Por favor, ¿hay por lo menos un solo indicio en todo esto que hable de democracia o de preocupación por los derechos humanos? No, existe sólo la implacable manipulación y las amenazantes manifestaciones de una potencia imperial que utiliza todo su poderío para conseguir lo que se propone. Mirando desde el lado del que recibe, es imposible pensar que se trate de una nación ilustrada en acción. Al mismo tiempo, desde el lado del que recibe, los cobardes políticos de EE.UU. halagan la vanidad de sus electores pretendiendo que han realizado hechos valerosos y heroicos por la causa de la libertad, y, a decir verdad, se salen con la suya, cada vez que lo hacen.
Quisiera que los estadounidenses poseyeran la más ínfima chispa de imaginación y voluntad para comparar sus temores casi delirantes con la colosal miseria humana que han infligido al mundo. Quisiera también que poseyeran la imaginación y la voluntad de comprender que nada ha cambiado en las políticas estadounidenses que literalmente armaron los moldes y vaciaron el fundamento en hormigón para el 11-S. Todo lo que ha cambiado es que EE.UU. ha gastado inmensos recursos para precipitar al mundo hacia más violencia y locura.
Osama bin Laden o quienquiera fue el responsable del 11-S debe estar sentado en este aniversario, riéndose entre dientes al pensar en lo que logró, no sólo porque pudo prever que todo esto sucedería por el mero costo de 19 seguidores, sino porque sigue siendo tan sorprendentemente evidente que EE.UU. aún no logra comprender.

· · · · ·

## CONSIGNA 1
Transcribe todas las oraciones del fragmento sobre el 11-S que contienen la sigla «EE.UU.», en el orden en que aparecen.
## CONSIGNA 2
Cita literalmente el tramo del fragmento sobre el 11-S que se abre con las palabras que contienen "Osama bin Laden" y se cierra con "no logra comprender.".

· · · · ·

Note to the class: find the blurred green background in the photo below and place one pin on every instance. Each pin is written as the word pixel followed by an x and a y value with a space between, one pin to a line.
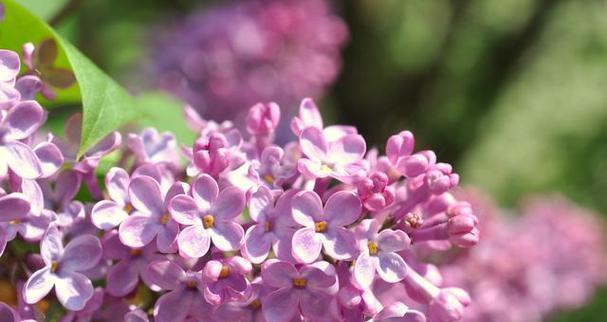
pixel 512 92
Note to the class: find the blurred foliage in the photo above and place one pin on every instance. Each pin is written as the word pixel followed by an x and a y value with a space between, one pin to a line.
pixel 511 92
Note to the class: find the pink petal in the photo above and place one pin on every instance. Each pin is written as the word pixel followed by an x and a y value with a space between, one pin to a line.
pixel 146 196
pixel 256 246
pixel 229 204
pixel 184 210
pixel 107 214
pixel 278 274
pixel 73 291
pixel 280 305
pixel 194 241
pixel 165 274
pixel 137 230
pixel 391 267
pixel 340 243
pixel 390 240
pixel 38 285
pixel 307 208
pixel 313 144
pixel 343 208
pixel 81 253
pixel 205 191
pixel 227 235
pixel 307 245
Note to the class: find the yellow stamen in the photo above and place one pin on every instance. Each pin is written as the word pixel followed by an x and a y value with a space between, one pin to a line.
pixel 225 272
pixel 165 219
pixel 320 226
pixel 256 304
pixel 54 266
pixel 300 282
pixel 208 221
pixel 372 248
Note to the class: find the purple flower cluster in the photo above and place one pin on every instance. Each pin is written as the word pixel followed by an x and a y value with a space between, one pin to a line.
pixel 247 231
pixel 268 50
pixel 527 268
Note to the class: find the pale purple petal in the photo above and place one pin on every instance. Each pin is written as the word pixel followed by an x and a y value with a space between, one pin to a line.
pixel 340 243
pixel 38 285
pixel 145 195
pixel 81 253
pixel 256 244
pixel 313 143
pixel 122 278
pixel 280 305
pixel 173 306
pixel 278 274
pixel 21 159
pixel 390 240
pixel 13 206
pixel 117 184
pixel 229 204
pixel 205 191
pixel 227 235
pixel 107 214
pixel 364 269
pixel 343 208
pixel 73 291
pixel 138 231
pixel 184 210
pixel 165 274
pixel 391 267
pixel 194 241
pixel 307 245
pixel 307 207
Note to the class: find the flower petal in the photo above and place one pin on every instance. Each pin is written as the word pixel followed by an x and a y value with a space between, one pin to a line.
pixel 205 191
pixel 81 253
pixel 38 285
pixel 145 195
pixel 165 274
pixel 73 291
pixel 256 245
pixel 137 230
pixel 343 208
pixel 107 214
pixel 227 235
pixel 307 245
pixel 280 305
pixel 340 243
pixel 307 207
pixel 391 267
pixel 393 240
pixel 122 278
pixel 194 241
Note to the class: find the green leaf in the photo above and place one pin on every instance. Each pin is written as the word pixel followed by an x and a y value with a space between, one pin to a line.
pixel 165 113
pixel 106 106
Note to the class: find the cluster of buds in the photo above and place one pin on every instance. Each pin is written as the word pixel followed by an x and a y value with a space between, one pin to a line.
pixel 268 50
pixel 530 267
pixel 314 230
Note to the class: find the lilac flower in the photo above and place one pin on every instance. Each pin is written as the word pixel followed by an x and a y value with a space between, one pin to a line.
pixel 61 270
pixel 307 291
pixel 185 296
pixel 379 253
pixel 208 214
pixel 123 277
pixel 324 227
pixel 225 280
pixel 273 226
pixel 340 159
pixel 154 147
pixel 151 218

· · · · ·

## RESPUESTA REDACTADA 1
1. Al mismo tiempo, desde el lado del que recibe, los cobardes políticos de EE.UU. halagan la vanidad de sus electores pretendiendo que han realizado hechos valerosos y heroicos por la causa de la libertad, y, a decir verdad, se salen con la suya, cada vez que lo hacen.
2. Todo lo que ha cambiado es que EE.UU. ha gastado inmensos recursos para precipitar al mundo hacia más violencia y locura.
3. Osama bin Laden o quienquiera fue el responsable del 11-S debe estar sentado en este aniversario, riéndose entre dientes al pensar en lo que logró, no sólo porque pudo prever que todo esto sucedería por el mero costo de 19 seguidores, sino porque sigue siendo tan sorprendentemente evidente que EE.UU. aún no logra comprender.

## RESPUESTA REDACTADA 2
Osama bin Laden o quienquiera fue el responsable del 11-S debe estar sentado en este aniversario, riéndose entre dientes al pensar en lo que logró, no sólo porque pudo prever que todo esto sucedería por el mero costo de 19 seguidores, sino porque sigue siendo tan sorprendentemente evidente que EE.UU. aún no logra comprender.